DATA LISTING.
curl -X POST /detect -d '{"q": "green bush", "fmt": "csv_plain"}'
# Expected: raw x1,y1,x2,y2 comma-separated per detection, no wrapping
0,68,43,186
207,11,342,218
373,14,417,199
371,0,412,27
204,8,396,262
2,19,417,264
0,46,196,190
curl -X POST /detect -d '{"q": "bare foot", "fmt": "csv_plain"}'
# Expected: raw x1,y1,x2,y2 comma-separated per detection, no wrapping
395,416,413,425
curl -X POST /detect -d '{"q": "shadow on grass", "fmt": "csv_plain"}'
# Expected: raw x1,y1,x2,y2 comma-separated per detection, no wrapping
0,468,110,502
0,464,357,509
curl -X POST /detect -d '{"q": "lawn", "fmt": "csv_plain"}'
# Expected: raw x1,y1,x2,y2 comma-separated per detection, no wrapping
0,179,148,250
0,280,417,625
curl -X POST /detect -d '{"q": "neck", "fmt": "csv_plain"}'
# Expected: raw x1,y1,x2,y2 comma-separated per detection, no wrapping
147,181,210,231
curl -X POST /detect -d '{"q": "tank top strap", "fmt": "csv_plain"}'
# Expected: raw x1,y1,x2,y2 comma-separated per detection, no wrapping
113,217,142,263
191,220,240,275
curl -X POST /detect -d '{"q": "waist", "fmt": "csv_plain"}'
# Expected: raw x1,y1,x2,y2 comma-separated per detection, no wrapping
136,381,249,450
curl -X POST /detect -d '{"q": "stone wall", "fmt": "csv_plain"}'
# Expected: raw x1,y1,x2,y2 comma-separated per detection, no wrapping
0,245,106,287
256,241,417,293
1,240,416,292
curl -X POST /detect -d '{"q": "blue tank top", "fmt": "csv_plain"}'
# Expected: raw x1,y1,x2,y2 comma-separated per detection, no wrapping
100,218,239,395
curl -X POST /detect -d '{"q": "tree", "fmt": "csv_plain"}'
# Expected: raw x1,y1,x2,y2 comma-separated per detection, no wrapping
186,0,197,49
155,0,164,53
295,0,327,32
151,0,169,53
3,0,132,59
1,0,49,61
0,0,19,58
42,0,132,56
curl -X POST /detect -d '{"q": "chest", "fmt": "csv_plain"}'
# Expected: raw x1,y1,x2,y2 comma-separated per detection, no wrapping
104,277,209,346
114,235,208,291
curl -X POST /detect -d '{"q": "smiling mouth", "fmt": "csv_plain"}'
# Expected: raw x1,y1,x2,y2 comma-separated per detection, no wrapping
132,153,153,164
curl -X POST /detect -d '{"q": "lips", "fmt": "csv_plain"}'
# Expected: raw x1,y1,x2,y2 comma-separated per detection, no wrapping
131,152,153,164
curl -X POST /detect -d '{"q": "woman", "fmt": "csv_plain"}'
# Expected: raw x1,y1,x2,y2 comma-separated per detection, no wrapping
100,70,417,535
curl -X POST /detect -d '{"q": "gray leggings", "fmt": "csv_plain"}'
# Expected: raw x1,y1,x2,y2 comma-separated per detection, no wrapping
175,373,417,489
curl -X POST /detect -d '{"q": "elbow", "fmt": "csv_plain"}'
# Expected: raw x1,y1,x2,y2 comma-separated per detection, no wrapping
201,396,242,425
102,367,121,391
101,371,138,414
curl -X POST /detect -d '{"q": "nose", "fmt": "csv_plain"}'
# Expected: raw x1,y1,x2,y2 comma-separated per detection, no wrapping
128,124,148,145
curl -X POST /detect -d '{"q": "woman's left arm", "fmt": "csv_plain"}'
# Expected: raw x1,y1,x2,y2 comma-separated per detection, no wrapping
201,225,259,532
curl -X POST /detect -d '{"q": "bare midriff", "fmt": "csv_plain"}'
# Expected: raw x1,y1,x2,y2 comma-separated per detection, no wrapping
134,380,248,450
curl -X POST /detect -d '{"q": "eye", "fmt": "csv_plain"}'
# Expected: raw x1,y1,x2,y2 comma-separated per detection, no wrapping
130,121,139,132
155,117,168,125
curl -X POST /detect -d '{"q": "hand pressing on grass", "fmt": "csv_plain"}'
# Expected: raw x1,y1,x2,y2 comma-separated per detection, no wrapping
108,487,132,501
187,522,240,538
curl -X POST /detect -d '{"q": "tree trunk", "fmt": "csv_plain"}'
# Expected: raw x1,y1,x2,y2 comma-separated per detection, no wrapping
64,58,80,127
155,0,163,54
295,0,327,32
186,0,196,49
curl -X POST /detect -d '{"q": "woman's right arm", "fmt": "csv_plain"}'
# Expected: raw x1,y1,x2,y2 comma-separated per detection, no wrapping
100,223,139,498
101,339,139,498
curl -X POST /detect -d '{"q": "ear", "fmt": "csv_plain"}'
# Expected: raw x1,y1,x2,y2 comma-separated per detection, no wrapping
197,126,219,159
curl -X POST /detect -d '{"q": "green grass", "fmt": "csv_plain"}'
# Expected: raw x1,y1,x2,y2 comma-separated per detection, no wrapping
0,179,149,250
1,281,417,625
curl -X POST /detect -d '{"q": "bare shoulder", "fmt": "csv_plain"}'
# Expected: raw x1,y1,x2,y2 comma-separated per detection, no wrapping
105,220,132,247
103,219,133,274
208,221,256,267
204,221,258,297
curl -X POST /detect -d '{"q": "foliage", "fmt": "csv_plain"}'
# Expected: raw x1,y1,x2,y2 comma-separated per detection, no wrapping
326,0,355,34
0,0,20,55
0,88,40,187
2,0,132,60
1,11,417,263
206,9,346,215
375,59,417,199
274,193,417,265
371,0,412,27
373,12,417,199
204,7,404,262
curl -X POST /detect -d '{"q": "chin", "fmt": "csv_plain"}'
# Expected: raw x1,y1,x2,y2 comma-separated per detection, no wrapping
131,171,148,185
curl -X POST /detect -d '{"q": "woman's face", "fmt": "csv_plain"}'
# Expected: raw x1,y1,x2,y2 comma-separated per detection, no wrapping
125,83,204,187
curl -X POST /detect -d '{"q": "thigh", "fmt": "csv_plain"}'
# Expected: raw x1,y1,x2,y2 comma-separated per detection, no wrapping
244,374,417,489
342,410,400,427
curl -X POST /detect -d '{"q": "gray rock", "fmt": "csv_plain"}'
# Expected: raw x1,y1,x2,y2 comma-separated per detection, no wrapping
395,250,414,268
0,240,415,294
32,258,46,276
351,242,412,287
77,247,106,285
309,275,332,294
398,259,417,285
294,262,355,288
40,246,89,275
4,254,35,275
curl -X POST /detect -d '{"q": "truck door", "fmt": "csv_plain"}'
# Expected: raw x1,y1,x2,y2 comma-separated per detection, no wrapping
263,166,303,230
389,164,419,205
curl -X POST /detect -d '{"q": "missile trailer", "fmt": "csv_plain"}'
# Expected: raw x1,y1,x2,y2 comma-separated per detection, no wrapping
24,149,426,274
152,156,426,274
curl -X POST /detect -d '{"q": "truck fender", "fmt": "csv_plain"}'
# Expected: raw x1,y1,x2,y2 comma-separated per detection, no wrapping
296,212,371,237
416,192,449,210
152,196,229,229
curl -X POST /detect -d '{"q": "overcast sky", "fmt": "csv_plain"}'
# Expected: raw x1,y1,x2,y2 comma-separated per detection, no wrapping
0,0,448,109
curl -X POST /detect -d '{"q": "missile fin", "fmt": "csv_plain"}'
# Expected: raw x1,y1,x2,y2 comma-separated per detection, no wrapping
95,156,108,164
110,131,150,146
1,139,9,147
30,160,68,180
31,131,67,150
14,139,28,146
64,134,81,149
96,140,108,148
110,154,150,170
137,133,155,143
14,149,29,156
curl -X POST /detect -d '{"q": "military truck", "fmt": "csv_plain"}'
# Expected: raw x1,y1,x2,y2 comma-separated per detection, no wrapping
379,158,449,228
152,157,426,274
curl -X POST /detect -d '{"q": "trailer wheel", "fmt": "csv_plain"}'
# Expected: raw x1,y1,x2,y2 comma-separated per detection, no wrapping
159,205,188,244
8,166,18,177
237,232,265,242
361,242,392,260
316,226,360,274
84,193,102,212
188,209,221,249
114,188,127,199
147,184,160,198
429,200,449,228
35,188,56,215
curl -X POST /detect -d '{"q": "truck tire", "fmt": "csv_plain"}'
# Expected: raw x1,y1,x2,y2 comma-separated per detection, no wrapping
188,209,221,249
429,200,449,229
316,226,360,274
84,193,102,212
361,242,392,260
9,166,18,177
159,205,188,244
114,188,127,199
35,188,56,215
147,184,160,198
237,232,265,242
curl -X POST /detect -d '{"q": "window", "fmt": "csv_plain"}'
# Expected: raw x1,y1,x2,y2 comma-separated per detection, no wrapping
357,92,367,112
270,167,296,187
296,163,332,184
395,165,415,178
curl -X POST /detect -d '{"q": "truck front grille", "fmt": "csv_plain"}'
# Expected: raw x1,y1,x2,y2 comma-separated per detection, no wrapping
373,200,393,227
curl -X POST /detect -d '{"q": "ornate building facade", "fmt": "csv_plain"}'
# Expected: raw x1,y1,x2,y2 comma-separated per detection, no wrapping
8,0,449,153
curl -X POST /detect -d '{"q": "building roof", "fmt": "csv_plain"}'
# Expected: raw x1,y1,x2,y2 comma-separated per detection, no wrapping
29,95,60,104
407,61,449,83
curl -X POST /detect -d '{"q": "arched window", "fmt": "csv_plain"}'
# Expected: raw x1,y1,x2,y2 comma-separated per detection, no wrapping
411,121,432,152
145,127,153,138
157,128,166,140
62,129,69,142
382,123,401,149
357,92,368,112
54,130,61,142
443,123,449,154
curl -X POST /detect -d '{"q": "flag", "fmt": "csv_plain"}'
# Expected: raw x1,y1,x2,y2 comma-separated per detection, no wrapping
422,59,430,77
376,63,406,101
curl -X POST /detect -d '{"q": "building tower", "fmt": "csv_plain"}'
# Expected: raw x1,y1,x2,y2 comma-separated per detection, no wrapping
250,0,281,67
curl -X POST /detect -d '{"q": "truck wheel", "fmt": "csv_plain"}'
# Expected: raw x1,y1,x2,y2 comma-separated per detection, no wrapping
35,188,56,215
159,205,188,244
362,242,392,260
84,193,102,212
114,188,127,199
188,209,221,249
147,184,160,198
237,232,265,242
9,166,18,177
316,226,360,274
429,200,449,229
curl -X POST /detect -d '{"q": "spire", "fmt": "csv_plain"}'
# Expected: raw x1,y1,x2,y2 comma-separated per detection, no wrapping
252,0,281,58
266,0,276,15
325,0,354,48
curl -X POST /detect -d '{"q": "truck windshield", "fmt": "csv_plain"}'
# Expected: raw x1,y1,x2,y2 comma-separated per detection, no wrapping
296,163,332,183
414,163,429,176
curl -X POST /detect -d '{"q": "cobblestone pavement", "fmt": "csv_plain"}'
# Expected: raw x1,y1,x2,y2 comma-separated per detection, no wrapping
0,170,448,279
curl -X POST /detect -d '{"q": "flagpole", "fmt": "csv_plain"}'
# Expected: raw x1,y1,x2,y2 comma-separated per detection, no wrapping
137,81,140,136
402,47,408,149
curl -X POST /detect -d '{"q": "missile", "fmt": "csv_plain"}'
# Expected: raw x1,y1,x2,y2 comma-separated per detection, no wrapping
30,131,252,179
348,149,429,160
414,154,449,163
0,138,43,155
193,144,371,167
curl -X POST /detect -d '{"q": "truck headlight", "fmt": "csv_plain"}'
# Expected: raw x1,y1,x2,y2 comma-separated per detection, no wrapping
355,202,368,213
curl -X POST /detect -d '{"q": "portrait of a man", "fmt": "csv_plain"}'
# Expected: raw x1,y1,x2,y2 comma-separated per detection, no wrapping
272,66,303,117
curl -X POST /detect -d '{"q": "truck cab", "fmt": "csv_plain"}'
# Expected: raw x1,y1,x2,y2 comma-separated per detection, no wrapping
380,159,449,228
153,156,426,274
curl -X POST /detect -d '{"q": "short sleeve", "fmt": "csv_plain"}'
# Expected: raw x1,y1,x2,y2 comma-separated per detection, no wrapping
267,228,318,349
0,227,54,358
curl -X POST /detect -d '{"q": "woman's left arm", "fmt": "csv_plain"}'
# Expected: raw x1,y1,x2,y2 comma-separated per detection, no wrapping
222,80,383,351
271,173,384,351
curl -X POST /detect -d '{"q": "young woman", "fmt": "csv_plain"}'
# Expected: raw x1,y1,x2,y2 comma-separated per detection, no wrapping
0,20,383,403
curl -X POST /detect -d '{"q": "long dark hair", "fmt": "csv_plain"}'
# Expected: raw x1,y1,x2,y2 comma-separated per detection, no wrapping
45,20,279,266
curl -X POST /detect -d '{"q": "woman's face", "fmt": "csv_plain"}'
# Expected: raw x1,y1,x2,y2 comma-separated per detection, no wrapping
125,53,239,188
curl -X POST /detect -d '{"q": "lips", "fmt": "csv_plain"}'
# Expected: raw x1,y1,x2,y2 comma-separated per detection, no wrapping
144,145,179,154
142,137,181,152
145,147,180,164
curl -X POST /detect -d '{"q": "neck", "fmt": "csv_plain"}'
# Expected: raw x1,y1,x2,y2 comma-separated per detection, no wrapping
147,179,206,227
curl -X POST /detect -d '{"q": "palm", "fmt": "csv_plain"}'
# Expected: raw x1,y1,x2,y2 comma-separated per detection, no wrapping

WHAT YOU NEED TO DO. The expected answer is every line above in which the word "missile" appears.

RESULT.
curl -X POST /detect -d '{"q": "missile trailer", "fmt": "csv_plain"}'
curl -X POST /detect -d '{"q": "missile fin", "fmt": "csv_plain"}'
curl -X POST /detect -d '{"q": "missile", "fmt": "csv_plain"}'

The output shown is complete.